(Referring expression pointing data)
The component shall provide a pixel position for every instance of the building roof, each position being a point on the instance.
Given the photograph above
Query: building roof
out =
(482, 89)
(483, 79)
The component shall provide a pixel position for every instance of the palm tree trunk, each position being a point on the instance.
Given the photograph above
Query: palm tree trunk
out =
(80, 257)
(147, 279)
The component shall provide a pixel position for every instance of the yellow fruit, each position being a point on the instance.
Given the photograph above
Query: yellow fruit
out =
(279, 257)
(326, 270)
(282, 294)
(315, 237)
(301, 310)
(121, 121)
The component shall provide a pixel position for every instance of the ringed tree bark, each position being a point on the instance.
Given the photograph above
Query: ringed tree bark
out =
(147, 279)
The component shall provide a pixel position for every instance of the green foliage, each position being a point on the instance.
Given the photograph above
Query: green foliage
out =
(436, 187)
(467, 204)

- What you should do -
Print the records above in full, exactly.

- Response area -
The component shall provide a pixel position for every instance of the building roof, each position being a point on the instance.
Given the photograph above
Query: building roof
out =
(482, 89)
(483, 79)
The component shall provide a pixel position for every instance of the palm tree trunk, each position being a point on the instance.
Given the photograph above
Query: palm tree trunk
out =
(80, 257)
(147, 279)
The component shall provide a pixel position for every instance of the yellow fruit, each position being a point on the instance.
Given the photograph above
Query: yellow fruit
out =
(279, 257)
(326, 270)
(282, 294)
(315, 237)
(301, 310)
(121, 121)
The component shall provide a pixel position for every instance of the ringed tree bark, each position being a point on the instance.
Given the photograph above
Query: ringed tree bark
out =
(147, 279)
The component shall provide a pixel position for every instance of the green foliage, each position being a point on the instance.
Given the photograph above
Query: green foliage
out =
(436, 187)
(467, 204)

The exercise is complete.